* **Conjunto de tarefas**:
A) Liste as frentes de atuação da equipe antemortem descritas na entrevista sobre o Grupo de Trabalho Perus.
B) Retome a entrevista sobre o Grupo de Trabalho Perus logo após a última pergunta apresentada.

Como já mencionado, Tauhyl participou do Grupo de Trabalho Perus (GTP), projeto cujo objetivo é identificar mortos e desaparecidos políticos do período da ditadura militar no Brasil.
Qual era o seu papel atuando nessa investigação?
Atuei no Grupo de Trabalho Perus (GTP), de meados de 2014 até o início de 2019. Lá fiz parte da equipe antemortem no início. Antemortem vem de antes da morte, ou seja, investigar o que houve antes da morte de um individuo.
Essa equipe tinha o objetivo, em linhas gerais, de atuar em três frentes:
a) pesquisar o contexto histórico em que se davam os desaparecimentos na ditadura militar, como eles ocorriam e quem eram as pessoas desaparecidas pela ditadura, quem poderia ter ido parar na vala clandestina do Cemitério de Perus e como se deu o caminho desde a morte do corpo até o seu enterramento na vala, por meio da documentação disponível;
b) entender todas as ações realizadas anteriormente ao GTP, desde a abertura da vala em 1990 até 2013, passando pelas pesquisas realizadas pela UNICAMP nos anos 90 e pelos trabalhos feitos pelo IML/SP nos anos 2000, o que incluía também as ações empreendidas no campo da genética; e
c) estipular uma lista de desaparecidos a serem buscados e estabelecer contato com seus familiares, de modo a, por meio de entrevistas, levantar dados biológicos que pudessem auxiliar na identificação, mas também traçar um perfil dos desaparecidos, no que concerne às suas histórias de vida e às ações que antecederam sua morte e/ou desaparecimento, com o intuito de ir contra essa política de desaparecimento que o Estado vinha causando.
Também atuei por cerca de um ano na curadoria dos remanescentes ósseos, coordenando a etapa de abertura das caixas onde se encontravam estes remanescentes e a etapa de limpeza dos mesmos. Por fim, já no término da minha participação, auxiliei no cruzamento das características das pessoas que estávamos buscando com os dados obtidos a partir dos remanescentes ósseos, com o objetivo de selecionar casos suspeitos para exame de DNA.
Havia outros arqueólogos na sua equipe? Todos faziam o mesmo trabalho?

* **Informações da fonte**:
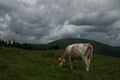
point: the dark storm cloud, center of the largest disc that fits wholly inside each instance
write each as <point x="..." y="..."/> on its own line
<point x="42" y="21"/>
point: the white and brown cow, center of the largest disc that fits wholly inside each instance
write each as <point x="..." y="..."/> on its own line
<point x="78" y="50"/>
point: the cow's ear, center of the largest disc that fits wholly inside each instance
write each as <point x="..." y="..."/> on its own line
<point x="59" y="59"/>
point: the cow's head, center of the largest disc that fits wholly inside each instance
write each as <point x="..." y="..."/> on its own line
<point x="62" y="61"/>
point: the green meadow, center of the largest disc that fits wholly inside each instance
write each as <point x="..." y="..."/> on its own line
<point x="20" y="64"/>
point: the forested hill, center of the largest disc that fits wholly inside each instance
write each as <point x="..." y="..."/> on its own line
<point x="99" y="48"/>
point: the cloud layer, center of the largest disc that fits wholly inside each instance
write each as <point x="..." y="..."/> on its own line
<point x="42" y="21"/>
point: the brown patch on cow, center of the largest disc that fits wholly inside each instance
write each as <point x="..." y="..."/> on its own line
<point x="88" y="49"/>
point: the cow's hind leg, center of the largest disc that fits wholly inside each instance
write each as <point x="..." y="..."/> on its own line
<point x="70" y="60"/>
<point x="87" y="63"/>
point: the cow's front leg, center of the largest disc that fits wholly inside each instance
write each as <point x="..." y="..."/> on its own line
<point x="70" y="60"/>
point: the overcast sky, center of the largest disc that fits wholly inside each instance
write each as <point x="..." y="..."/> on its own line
<point x="43" y="21"/>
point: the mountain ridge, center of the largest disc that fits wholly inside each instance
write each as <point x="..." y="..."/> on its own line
<point x="99" y="48"/>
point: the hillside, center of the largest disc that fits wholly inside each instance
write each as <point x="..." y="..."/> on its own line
<point x="98" y="47"/>
<point x="19" y="64"/>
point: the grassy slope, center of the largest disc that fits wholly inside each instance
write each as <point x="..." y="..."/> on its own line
<point x="18" y="64"/>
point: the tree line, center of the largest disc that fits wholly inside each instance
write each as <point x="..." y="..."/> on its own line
<point x="28" y="46"/>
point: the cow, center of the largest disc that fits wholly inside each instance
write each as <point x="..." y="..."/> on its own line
<point x="83" y="51"/>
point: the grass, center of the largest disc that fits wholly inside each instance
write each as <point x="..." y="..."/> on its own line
<point x="19" y="64"/>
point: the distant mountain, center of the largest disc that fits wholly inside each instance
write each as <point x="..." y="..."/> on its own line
<point x="99" y="48"/>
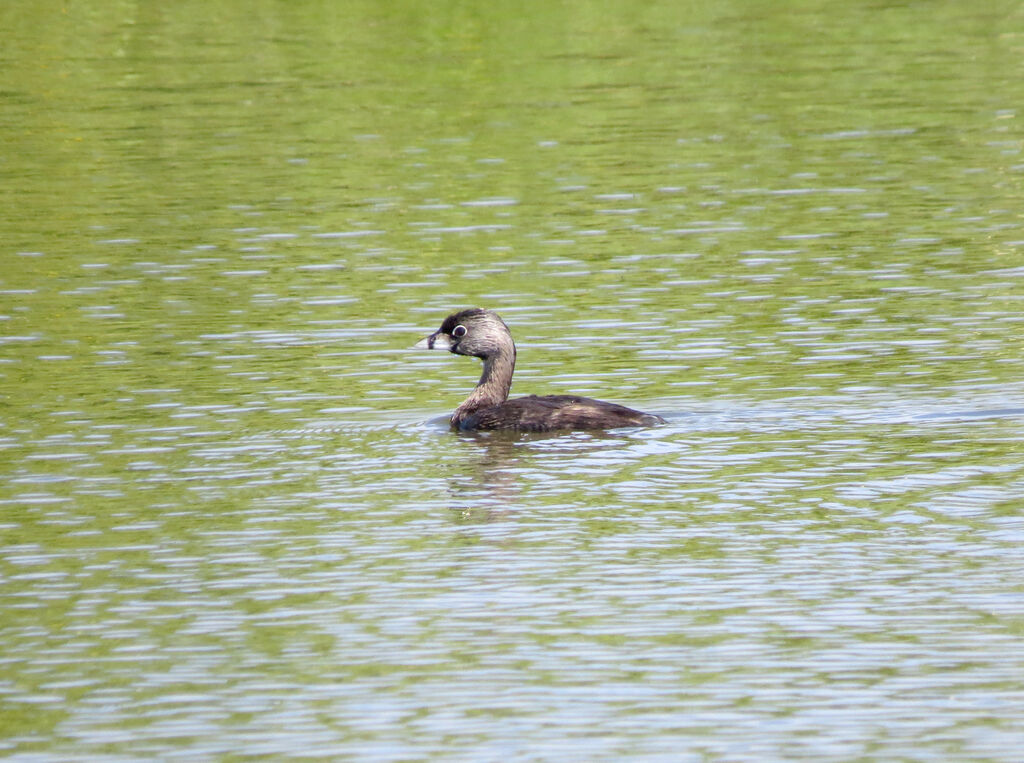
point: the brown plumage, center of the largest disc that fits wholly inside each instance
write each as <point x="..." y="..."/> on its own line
<point x="482" y="334"/>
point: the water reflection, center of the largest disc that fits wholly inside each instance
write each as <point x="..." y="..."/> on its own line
<point x="226" y="530"/>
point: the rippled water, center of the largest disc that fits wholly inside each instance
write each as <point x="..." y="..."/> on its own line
<point x="235" y="522"/>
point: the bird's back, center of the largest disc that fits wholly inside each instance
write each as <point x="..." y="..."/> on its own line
<point x="554" y="412"/>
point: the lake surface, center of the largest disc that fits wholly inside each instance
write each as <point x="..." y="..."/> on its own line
<point x="235" y="523"/>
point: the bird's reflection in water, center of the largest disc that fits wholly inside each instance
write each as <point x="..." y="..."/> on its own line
<point x="501" y="467"/>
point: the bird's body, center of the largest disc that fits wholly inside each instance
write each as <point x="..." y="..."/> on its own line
<point x="482" y="334"/>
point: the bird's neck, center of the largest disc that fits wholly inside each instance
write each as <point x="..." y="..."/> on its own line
<point x="496" y="381"/>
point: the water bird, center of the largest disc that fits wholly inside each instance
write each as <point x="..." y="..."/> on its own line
<point x="482" y="334"/>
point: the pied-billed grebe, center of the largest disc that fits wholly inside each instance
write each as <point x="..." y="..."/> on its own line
<point x="482" y="334"/>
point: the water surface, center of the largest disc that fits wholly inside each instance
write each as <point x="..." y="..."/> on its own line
<point x="232" y="525"/>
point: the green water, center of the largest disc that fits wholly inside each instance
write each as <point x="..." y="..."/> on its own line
<point x="230" y="524"/>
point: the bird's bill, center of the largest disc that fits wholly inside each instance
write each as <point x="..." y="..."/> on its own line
<point x="434" y="341"/>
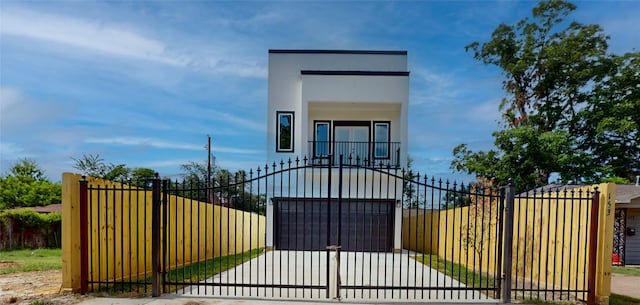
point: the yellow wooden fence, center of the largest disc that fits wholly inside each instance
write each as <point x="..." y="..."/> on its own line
<point x="119" y="226"/>
<point x="551" y="225"/>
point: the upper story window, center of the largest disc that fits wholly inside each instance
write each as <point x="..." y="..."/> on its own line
<point x="321" y="146"/>
<point x="381" y="138"/>
<point x="285" y="136"/>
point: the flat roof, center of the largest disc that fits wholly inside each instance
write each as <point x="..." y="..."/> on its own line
<point x="358" y="73"/>
<point x="374" y="52"/>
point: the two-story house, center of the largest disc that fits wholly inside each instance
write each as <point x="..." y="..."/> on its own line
<point x="328" y="104"/>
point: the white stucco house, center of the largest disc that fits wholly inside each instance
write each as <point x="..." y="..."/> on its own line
<point x="323" y="104"/>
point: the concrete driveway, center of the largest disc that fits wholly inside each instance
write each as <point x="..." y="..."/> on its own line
<point x="303" y="275"/>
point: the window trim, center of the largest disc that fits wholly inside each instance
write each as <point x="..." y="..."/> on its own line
<point x="388" y="143"/>
<point x="279" y="116"/>
<point x="315" y="140"/>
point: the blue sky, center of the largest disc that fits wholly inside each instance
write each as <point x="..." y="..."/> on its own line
<point x="144" y="82"/>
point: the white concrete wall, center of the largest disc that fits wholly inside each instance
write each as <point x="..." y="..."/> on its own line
<point x="289" y="90"/>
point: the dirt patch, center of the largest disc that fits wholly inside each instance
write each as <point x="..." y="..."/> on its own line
<point x="28" y="287"/>
<point x="7" y="264"/>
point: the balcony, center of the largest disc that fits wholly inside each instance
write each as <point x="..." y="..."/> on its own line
<point x="371" y="154"/>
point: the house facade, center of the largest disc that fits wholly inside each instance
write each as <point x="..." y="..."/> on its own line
<point x="324" y="105"/>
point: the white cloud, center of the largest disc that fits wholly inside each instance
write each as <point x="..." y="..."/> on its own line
<point x="85" y="34"/>
<point x="134" y="141"/>
<point x="19" y="113"/>
<point x="119" y="40"/>
<point x="155" y="143"/>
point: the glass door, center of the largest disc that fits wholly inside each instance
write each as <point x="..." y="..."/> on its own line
<point x="351" y="141"/>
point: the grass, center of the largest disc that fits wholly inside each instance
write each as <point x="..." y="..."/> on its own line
<point x="25" y="260"/>
<point x="616" y="299"/>
<point x="633" y="271"/>
<point x="193" y="273"/>
<point x="456" y="271"/>
<point x="545" y="302"/>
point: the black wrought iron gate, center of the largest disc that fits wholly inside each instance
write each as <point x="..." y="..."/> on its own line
<point x="300" y="230"/>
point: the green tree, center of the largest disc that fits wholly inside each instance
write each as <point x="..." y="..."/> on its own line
<point x="26" y="185"/>
<point x="559" y="113"/>
<point x="94" y="166"/>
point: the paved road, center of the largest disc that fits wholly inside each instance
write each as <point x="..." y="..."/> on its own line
<point x="309" y="268"/>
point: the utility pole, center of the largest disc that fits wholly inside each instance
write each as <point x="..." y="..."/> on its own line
<point x="209" y="199"/>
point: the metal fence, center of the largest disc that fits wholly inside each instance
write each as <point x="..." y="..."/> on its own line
<point x="302" y="230"/>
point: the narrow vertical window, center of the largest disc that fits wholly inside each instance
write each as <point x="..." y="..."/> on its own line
<point x="284" y="137"/>
<point x="381" y="137"/>
<point x="321" y="143"/>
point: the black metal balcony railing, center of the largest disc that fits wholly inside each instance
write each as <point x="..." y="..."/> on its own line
<point x="357" y="153"/>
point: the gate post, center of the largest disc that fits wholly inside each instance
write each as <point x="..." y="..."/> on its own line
<point x="593" y="248"/>
<point x="508" y="243"/>
<point x="155" y="236"/>
<point x="329" y="164"/>
<point x="84" y="238"/>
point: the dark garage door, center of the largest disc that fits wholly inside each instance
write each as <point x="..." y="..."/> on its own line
<point x="302" y="224"/>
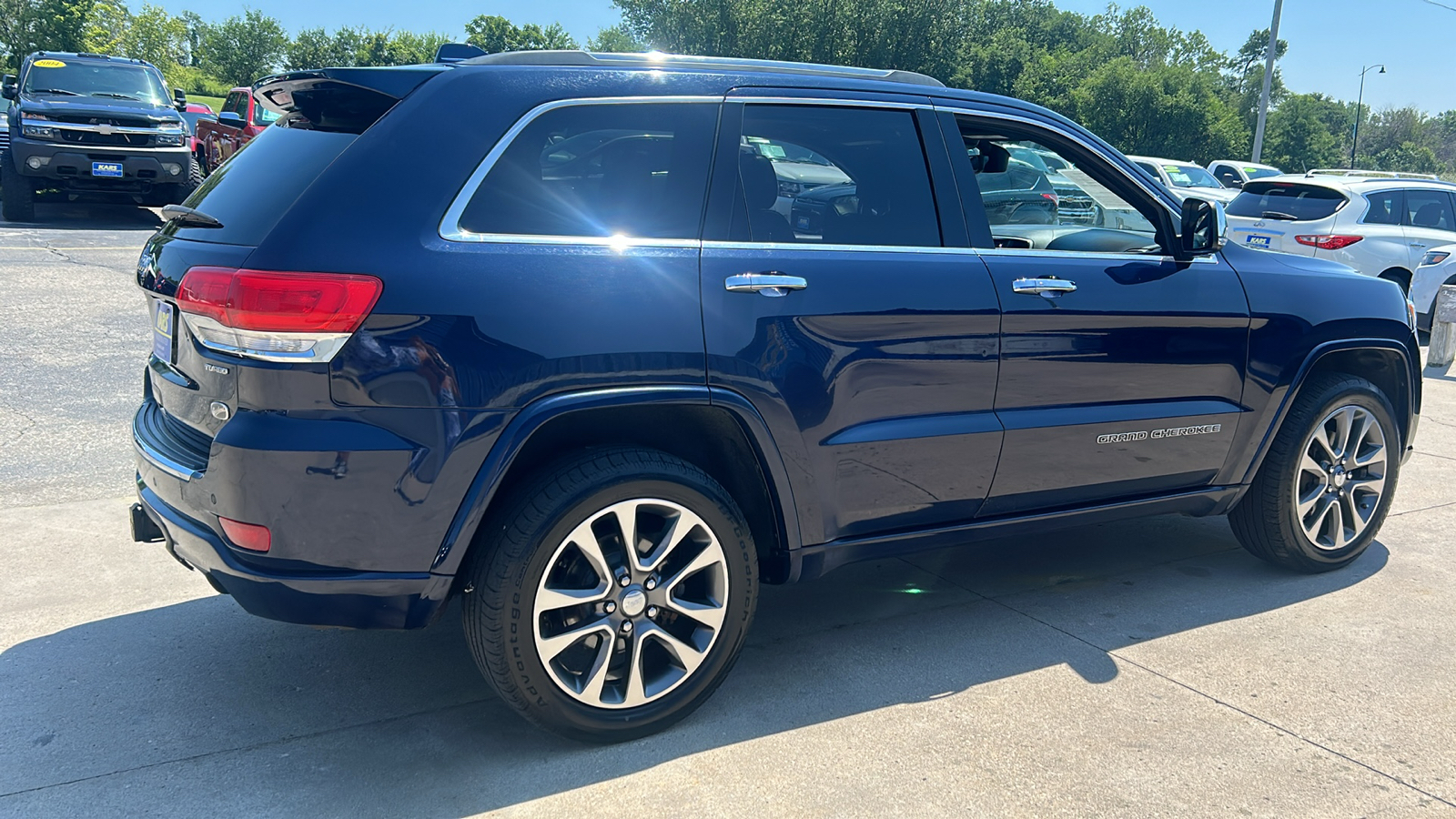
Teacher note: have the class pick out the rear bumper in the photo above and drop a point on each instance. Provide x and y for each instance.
(368, 599)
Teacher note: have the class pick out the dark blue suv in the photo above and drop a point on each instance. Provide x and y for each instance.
(543, 332)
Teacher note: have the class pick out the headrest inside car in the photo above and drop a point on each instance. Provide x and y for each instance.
(992, 157)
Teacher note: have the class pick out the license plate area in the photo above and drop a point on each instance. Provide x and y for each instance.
(164, 331)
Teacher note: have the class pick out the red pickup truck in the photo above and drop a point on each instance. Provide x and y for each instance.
(239, 120)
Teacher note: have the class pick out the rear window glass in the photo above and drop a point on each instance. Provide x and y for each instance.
(1286, 201)
(252, 189)
(601, 171)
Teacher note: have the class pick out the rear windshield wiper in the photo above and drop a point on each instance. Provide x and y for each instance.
(184, 215)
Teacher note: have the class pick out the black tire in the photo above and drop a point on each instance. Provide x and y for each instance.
(16, 193)
(519, 545)
(1267, 519)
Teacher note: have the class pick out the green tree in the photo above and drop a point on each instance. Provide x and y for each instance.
(615, 40)
(244, 48)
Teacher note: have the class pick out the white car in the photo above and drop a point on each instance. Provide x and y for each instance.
(1235, 174)
(1186, 179)
(1375, 225)
(1438, 267)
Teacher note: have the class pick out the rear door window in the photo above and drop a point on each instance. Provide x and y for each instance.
(1288, 201)
(599, 171)
(842, 177)
(1431, 210)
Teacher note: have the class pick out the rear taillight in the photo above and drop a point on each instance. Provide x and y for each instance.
(276, 317)
(1329, 242)
(247, 535)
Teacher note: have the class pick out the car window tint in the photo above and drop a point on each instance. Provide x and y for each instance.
(834, 175)
(1019, 197)
(1385, 207)
(601, 171)
(1286, 201)
(1429, 208)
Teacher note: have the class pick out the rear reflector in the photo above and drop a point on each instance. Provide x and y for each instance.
(1329, 242)
(247, 535)
(280, 302)
(276, 317)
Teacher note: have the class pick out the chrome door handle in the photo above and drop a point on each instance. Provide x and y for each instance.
(1050, 288)
(766, 283)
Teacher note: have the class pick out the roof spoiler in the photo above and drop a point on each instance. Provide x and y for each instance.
(339, 99)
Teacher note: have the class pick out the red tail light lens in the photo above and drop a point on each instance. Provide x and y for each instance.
(280, 302)
(247, 535)
(1329, 242)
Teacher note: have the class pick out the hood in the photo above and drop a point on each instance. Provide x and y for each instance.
(96, 106)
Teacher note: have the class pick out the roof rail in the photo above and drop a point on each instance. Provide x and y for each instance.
(660, 60)
(1370, 174)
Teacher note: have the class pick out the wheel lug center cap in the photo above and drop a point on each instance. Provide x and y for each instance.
(633, 601)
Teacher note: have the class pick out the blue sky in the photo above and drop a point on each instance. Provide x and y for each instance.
(1330, 40)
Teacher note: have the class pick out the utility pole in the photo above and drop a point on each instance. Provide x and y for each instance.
(1269, 80)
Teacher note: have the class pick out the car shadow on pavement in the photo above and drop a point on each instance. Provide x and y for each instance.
(271, 716)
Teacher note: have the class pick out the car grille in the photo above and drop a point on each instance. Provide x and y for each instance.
(116, 121)
(171, 439)
(113, 140)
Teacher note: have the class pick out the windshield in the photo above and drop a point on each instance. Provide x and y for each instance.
(108, 80)
(1190, 177)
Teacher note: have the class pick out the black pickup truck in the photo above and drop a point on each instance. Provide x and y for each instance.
(89, 123)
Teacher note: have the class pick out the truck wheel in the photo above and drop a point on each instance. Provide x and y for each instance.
(1325, 487)
(612, 595)
(16, 193)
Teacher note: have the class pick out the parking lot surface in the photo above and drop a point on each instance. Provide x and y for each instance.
(1147, 668)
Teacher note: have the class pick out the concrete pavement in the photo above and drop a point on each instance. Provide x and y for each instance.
(1132, 669)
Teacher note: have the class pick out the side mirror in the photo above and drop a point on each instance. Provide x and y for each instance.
(1205, 227)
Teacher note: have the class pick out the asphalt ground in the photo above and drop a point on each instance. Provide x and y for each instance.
(1145, 668)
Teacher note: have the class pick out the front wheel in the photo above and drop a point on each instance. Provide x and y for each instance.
(611, 598)
(1325, 489)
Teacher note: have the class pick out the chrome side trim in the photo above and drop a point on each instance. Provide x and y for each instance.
(162, 460)
(450, 229)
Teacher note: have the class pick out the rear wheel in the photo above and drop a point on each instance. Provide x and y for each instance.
(1325, 489)
(16, 193)
(611, 598)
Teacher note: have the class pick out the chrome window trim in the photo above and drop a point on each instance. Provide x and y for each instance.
(450, 229)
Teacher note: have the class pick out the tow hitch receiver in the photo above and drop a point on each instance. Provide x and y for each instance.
(143, 530)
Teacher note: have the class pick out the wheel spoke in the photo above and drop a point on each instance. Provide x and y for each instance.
(710, 615)
(555, 644)
(688, 656)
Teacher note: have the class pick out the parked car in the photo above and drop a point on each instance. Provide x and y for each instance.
(1186, 178)
(92, 124)
(194, 114)
(239, 121)
(602, 404)
(1438, 267)
(1235, 174)
(1378, 227)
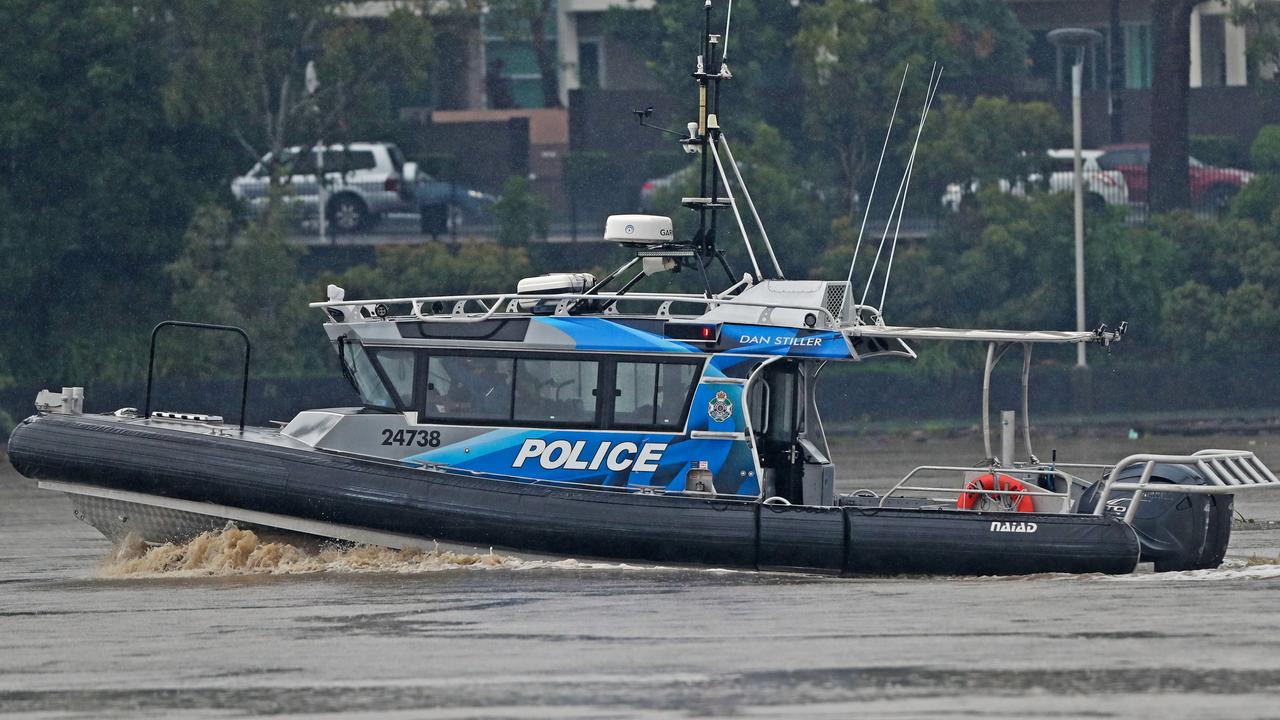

* **Respostas do exercício**:
A)
a) Pesquisar, por meio da documentação disponível, o contexto histórico dos desaparecimentos na ditadura militar: como ocorriam, quem eram os desaparecidos, quem poderia ter ido parar na vala clandestina do Cemitério de Perus e como se deu o caminho do corpo desde a morte até o enterramento na vala.
b) Entender todas as ações realizadas antes do GTP, desde a abertura da vala em 1990 até 2013. Isso inclui as pesquisas da UNICAMP nos anos 90, os trabalhos do IML/SP nos anos 2000 e as ações no campo da genética.
c) Estipular uma lista de desaparecidos a serem buscados e contatar seus familiares. Por meio de entrevistas, o objetivo era levantar dados biológicos úteis à identificação e traçar um perfil dos desaparecidos, com suas histórias de vida e as ações que antecederam sua morte ou desaparecimento.

B)
Havia outros arqueólogos na equipe. Tanto atuando na equipe antemortem, nas tarefas que já elenquei, como na equipe postmortem (investigação das ações ocorridas após a morte do indivíduo), na análise dos remanescentes ósseos. Cerca de dez arqueólogos trabalharam no GTP durante os cinco anos em que lá estive.
Para ver a lista da equipe do GTP: Unifesp: Grupo de Trabalho Perus
Qual é a importância da pesquisa forense que você participou no Brasil?
Uma pesquisa como o GTP é importante em vários aspectos. Primeiro, ela traz à luz uma violação de direitos humanos enorme, que se deu tanto no desaparecimento de militantes contra a ditadura, como no desaparecimento de pessoas comuns, pois se trata de uma vala clandestina com mais de mil pessoas.
Se buscávamos 41 desaparecidos pela ditadura militar na vala, quem são as outras pessoas que lá estavam? Eram pessoas enterradas como desconhecidas, pessoas tidas como indigentes e pessoas com nomes, mas que tiveram como destino uma vala não registrada em documentos oficiais e que continha sacos com ossos sem identificação. Isso quer dizer que, se a família de uma pessoa que foi enterrada na época de formação da vala (1974 e 1975) quiser ir ao cemitério fazer uma homenagem ao seu ente querido, colocar uma flor, acender uma vela, é bem possível que ela não saiba aonde se dirigir. A existência da vala esconde o destino final de mais de mil pessoas.
Aqui cabe um esclarecimento. A vala clandestina de Perus não é uma vala comum daquelas que estamos acostumados a ver nas grandes violações de direitos humanos, uma vala em que são colocadas de qualquer jeito pessoas recém assassinadas, ou pessoas mortas por uma epidemia, em que o enterramento rápido era necessário. Não. A vala clandestina de Perus é diferente. Quando uma pessoa morre e é enterrada, após três anos, normalmente, aqui em São Paulo, ela é exumada. Isso é um procedimento padrão. Ao ser exumada, ou seja, desenterrada, os seus ossos são colocados em um saco plástico do Serviço Funerário e voltam para a sepultura, ou enterrados embaixo de onde estavam, ou enterrados no canto da cova, para que haja espaço para outros sepultamentos. Tudo isso é devidamente registrado no livro do cemitério: a pessoa faleceu no dia X, está sepultada na cova Y, foi exumada no dia W e foi reinumada (reenterrada) no dia Z, na mesma sepultura onde estava. Em 1974 e 1975, mais de mil pessoas passaram por esse processo, mas estão ausentes no registro a data e o local da reinumação.
Entre essas pessoas, estavam militantes assassinados pela ditadura militar. Portanto, as famílias e o antigo administrador do cemitério, que não trabalhava lá na época em que a vala foi criada, passaram a desconfiar da existência dela. A vala só foi aberta em 1990 e teve seus corpos sistematicamente higienizados, analisados e documentados apenas em 2014, 24 anos depois!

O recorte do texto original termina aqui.